• _Задание 1_
У кого, согласно исходному тексту, заимствовано словосочетание «Странный народ»?

• _Исходный текст_
<<<<

Книга Млечный Путь № 4 2020 - Злата Владимировна Линник
Шрифт:
Интервал:
Закладка:
В отличие от "Дневников", книга о лагере разбита на главы - каждая имеет свое название. Беру главу "Странный народ" (кавычки автора книги, так как это словосочетание заимствовано у Достоевского. - М.К.), посвященную педерастам. Кузнецов считает, что, говоря о "странном народе", автор "Записок из Мертвого дома" имел в виду именно педерастов, число которых в ХIХ веке было несравнимо с теперешним. "В нынешние времена он (этот народ. - М.К.) изрядно расплодился. Если из 250 каторжников обрисованного Достоевским острога только человек 15 были пассивными педерастами, то, например, в нашей зоне из 83 человек их насчитывается 18, то есть чуть ли не каждый четвертый, да голов 30 активных, которых попробуй, назови педерастами - хлопот не оберешься". Для женщин же настоящих, которые считались лакомым кусочком, - приходилось создавать отдельные лагеря.

>>>>

• _Данные задания_

<<<<

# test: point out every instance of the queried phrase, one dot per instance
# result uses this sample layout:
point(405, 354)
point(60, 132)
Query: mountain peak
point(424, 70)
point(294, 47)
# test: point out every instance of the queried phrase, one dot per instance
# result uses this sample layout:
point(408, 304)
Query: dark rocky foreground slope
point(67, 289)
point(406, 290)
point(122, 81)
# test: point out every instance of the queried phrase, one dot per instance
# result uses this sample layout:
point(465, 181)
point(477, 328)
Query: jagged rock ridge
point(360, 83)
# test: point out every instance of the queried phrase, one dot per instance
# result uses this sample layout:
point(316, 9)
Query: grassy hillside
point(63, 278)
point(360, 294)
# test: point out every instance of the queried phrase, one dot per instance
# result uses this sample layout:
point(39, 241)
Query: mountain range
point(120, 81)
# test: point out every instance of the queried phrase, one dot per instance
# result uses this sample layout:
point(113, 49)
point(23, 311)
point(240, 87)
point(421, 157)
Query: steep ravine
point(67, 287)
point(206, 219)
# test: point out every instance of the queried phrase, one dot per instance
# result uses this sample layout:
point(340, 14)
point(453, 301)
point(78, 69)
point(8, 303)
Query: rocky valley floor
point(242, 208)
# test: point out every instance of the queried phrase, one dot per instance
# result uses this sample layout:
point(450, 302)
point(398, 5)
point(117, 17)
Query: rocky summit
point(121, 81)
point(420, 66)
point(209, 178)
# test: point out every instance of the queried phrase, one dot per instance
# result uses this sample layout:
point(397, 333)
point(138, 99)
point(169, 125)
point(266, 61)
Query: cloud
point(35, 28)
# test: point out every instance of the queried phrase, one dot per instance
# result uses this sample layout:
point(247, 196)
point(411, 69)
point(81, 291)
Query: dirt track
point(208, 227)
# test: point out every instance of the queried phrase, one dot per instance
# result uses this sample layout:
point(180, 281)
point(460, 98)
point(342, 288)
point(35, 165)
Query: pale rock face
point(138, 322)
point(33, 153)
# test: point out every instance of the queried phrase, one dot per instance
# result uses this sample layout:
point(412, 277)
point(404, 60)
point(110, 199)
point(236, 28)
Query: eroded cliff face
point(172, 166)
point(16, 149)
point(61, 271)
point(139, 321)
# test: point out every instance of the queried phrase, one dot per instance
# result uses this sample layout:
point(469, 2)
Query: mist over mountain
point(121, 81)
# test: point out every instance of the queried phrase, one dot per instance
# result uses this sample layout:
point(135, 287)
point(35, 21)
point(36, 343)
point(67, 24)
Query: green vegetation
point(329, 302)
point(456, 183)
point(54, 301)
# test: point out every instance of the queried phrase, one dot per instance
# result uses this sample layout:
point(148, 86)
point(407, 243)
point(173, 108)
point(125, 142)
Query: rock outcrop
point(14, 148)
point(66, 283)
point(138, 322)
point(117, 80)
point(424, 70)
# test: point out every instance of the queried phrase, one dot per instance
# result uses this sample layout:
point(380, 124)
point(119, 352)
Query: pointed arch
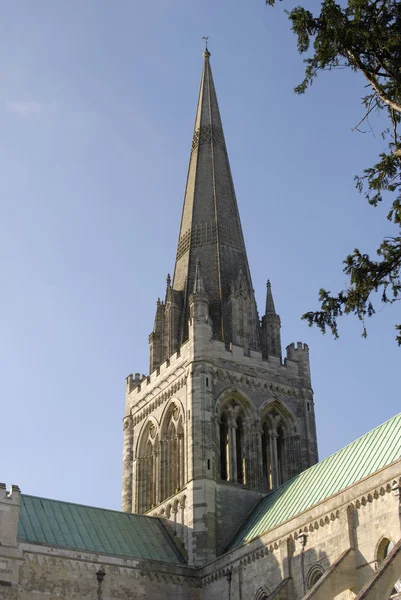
point(263, 593)
point(172, 449)
point(274, 409)
point(279, 443)
point(313, 576)
point(236, 420)
point(233, 393)
point(147, 465)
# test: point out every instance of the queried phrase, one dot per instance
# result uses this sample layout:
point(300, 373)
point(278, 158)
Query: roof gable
point(361, 458)
point(78, 527)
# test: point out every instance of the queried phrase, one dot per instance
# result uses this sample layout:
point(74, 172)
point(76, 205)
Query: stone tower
point(220, 420)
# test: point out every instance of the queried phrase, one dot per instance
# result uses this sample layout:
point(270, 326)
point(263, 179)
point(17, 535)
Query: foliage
point(364, 36)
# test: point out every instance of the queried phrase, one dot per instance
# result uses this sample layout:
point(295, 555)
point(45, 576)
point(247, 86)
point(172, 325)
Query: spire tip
point(206, 53)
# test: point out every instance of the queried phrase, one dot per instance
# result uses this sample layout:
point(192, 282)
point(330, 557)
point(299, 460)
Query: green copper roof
point(78, 527)
point(364, 456)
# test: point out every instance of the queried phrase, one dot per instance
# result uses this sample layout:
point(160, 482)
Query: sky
point(97, 104)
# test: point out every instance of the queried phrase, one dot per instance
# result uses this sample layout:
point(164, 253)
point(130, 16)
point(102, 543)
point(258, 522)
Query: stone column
point(127, 491)
point(232, 453)
point(135, 486)
point(273, 453)
point(182, 460)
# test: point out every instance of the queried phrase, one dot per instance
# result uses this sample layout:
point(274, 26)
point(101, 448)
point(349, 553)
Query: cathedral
point(223, 494)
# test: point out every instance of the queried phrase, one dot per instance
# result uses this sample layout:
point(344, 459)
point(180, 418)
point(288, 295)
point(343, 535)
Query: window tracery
point(383, 551)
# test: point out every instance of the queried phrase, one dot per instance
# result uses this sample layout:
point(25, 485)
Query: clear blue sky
point(97, 103)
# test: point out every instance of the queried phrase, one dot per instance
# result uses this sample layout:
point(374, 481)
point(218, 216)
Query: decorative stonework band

>>>>

• _Задание 2_
Выпишите без изменений строки из раздела «Данные задания», начиная с первой из них и заканчивая строкой, в которой есть «point(360, 83)», включительно.

• _Ответ 1_
У Достоевского.

• _Ответ 2_
# test: point out every instance of the queried phrase, one dot per instance
# result uses this sample layout:
point(405, 354)
point(60, 132)
Query: mountain peak
point(424, 70)
point(294, 47)
# test: point out every instance of the queried phrase, one dot per instance
# result uses this sample layout:
point(408, 304)
Query: dark rocky foreground slope
point(67, 289)
point(406, 290)
point(122, 81)
# test: point out every instance of the queried phrase, one dot per instance
# result uses this sample layout:
point(465, 181)
point(477, 328)
Query: jagged rock ridge
point(360, 83)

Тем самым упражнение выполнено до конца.